MATERIAL FOR THIS TASK:
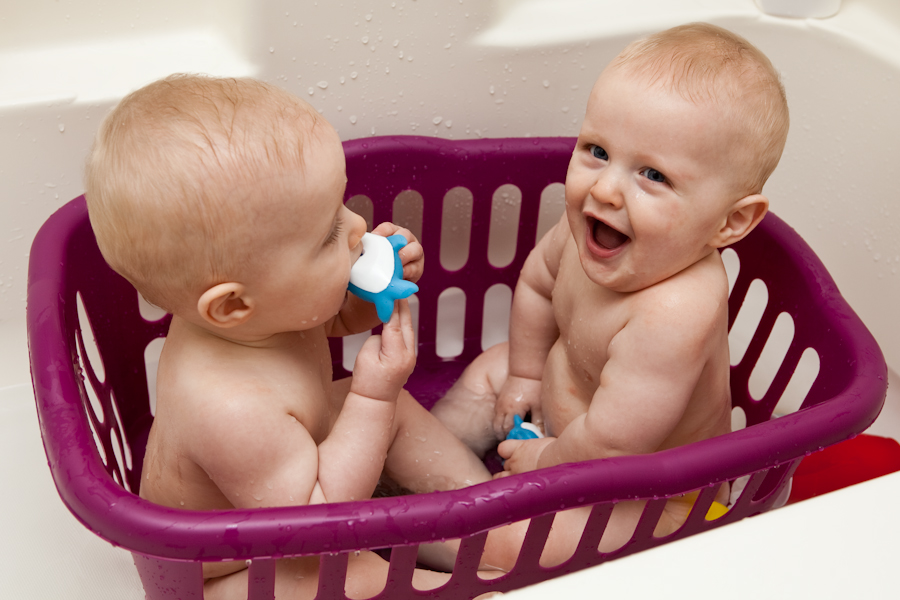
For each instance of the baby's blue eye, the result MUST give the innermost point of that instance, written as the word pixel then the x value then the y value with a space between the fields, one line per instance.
pixel 654 175
pixel 598 152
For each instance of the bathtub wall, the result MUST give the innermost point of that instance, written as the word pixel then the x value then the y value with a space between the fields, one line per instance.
pixel 459 69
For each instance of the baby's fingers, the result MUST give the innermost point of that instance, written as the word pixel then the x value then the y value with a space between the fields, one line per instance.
pixel 399 329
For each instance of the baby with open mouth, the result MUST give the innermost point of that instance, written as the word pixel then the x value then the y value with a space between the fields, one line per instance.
pixel 619 326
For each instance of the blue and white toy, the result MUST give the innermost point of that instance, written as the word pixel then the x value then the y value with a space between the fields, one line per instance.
pixel 377 276
pixel 523 431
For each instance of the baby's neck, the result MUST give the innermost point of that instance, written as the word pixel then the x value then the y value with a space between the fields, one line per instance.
pixel 235 335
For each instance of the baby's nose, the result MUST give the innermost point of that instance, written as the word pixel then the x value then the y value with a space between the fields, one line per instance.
pixel 607 189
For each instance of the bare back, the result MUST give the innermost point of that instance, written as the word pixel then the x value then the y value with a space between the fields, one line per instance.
pixel 213 393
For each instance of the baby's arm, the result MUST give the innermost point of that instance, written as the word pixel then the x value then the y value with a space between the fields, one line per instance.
pixel 532 331
pixel 645 387
pixel 352 457
pixel 358 315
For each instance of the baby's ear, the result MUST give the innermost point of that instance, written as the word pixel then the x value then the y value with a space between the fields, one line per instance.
pixel 743 216
pixel 225 305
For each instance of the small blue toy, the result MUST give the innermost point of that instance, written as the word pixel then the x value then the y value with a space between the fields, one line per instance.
pixel 523 431
pixel 377 276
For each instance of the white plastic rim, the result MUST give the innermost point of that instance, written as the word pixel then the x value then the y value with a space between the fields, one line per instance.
pixel 804 9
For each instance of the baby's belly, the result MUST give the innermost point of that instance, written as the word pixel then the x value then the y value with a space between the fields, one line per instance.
pixel 563 397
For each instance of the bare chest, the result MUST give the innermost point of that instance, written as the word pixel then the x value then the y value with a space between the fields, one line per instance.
pixel 589 317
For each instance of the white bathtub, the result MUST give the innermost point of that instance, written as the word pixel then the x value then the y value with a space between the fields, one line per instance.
pixel 457 68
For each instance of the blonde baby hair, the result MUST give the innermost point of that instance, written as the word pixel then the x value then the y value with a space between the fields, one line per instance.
pixel 164 166
pixel 706 63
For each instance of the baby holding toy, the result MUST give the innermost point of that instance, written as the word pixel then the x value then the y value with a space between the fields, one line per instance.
pixel 221 201
pixel 618 333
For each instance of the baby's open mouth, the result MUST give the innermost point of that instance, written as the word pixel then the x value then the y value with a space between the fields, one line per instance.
pixel 607 237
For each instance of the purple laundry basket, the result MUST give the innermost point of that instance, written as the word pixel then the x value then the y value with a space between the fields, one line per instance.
pixel 76 408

WORK REQUEST: Restate each entry word for word; pictures stay out of the copy.

RESPONSE BELOW:
For each instance of the baby's blue eye, the result MUST give the innermost point of that instance, written as the word pixel then the x value then the y value with a space between the fields, one line per instance.
pixel 654 175
pixel 598 152
For each instance of the bathtub wall, the result MUST give the innermost point of that instance, written as the word pixel then the x value then the y value with a space between the fields, one line per instance.
pixel 459 69
For each instance of the baby's fingers, the result MUST give the innermost point of that instance, written as the word pixel then the x value then the y value with a space between the fields, one line per instance.
pixel 399 329
For each instance of the baby with open mouth, the result MUST give the innermost point of that instance, written as the word pixel then the x value then the y value with a space between the fields, one line per instance.
pixel 619 326
For each instance of the blue and white toy, the result MUST give the innermost point of that instance, written as the word pixel then the x value then the y value with a space between the fields, one line per instance.
pixel 377 276
pixel 523 431
For each instance of the baby's neck, the result MUST give the innermost point of that instance, written as the word pixel then the x value then the y value with a space between the fields, one line per instance.
pixel 235 335
For each instance of the baby's nose, the result MUST give the innermost point of that instance, written as the word pixel then the x value then the y value with a space between the fields, one line per instance.
pixel 607 189
For each instance of the bare back, the result MUST give the innermost point of that instance, written as the word pixel then the x value then the y value with a space between the fields, one line per instance.
pixel 213 393
For each instance of the baby's arm, the result MUST give the innermost point of that instance, written as the word pixel then the x value then the y value with a space between the fields, one line per instance.
pixel 532 331
pixel 645 387
pixel 352 457
pixel 358 315
For each instance of the baby's ear, the result MUST give the innermost point of that instance, written as the word pixel then the x value then the y value with a space between the fields, one line per instance.
pixel 743 216
pixel 225 305
For each instance of the small blue toy, the result MUST give the innermost point of that instance, written as the word pixel then the x value then the y value with a space between the fields, one line per instance.
pixel 523 431
pixel 377 276
For each instance of the white plastic rim, the result MUST give the innermost point of that instance, written as the word pixel then the x value then the y value with a space between the fields, one line per instance.
pixel 804 9
For each instance of the baby's belly, the result MUST give the innermost point of that instance, written as the word pixel then the x value then the y value with a space between the fields, one line per instance.
pixel 563 397
For each instance of the bare chest, the result MUST give the innermost point of that instance, written as the word pixel then the x value then the y value with a space between the fields, one line per instance.
pixel 589 317
For each instance of the white bathtub, the result MUST give the innermost point of that instance, written as the word pixel then the x value then the y value with a space between the fields, one line per instance.
pixel 457 68
For each instance of the blonde baby hair, the result MUST give the innermost point of that instance, written as the word pixel then the x value then the y value with a space between the fields, one line per instance.
pixel 164 166
pixel 706 63
For each instance of the baby holding toy, the result MUST give the innermost point of that instance, written as the word pixel then the x value then the y value with a space between the fields, one line per instance.
pixel 221 201
pixel 618 333
For each instance of the baby's open mouth, the result MUST give the innermost point of that instance, written as the word pixel then the x value then the y value with a space between the fields, one line per instance.
pixel 607 237
For each instance of the purple laundry basket, the result MUST give the innermost point of that instance, written as the word pixel then the x value then the y value with a space between the fields, one line per instance.
pixel 76 408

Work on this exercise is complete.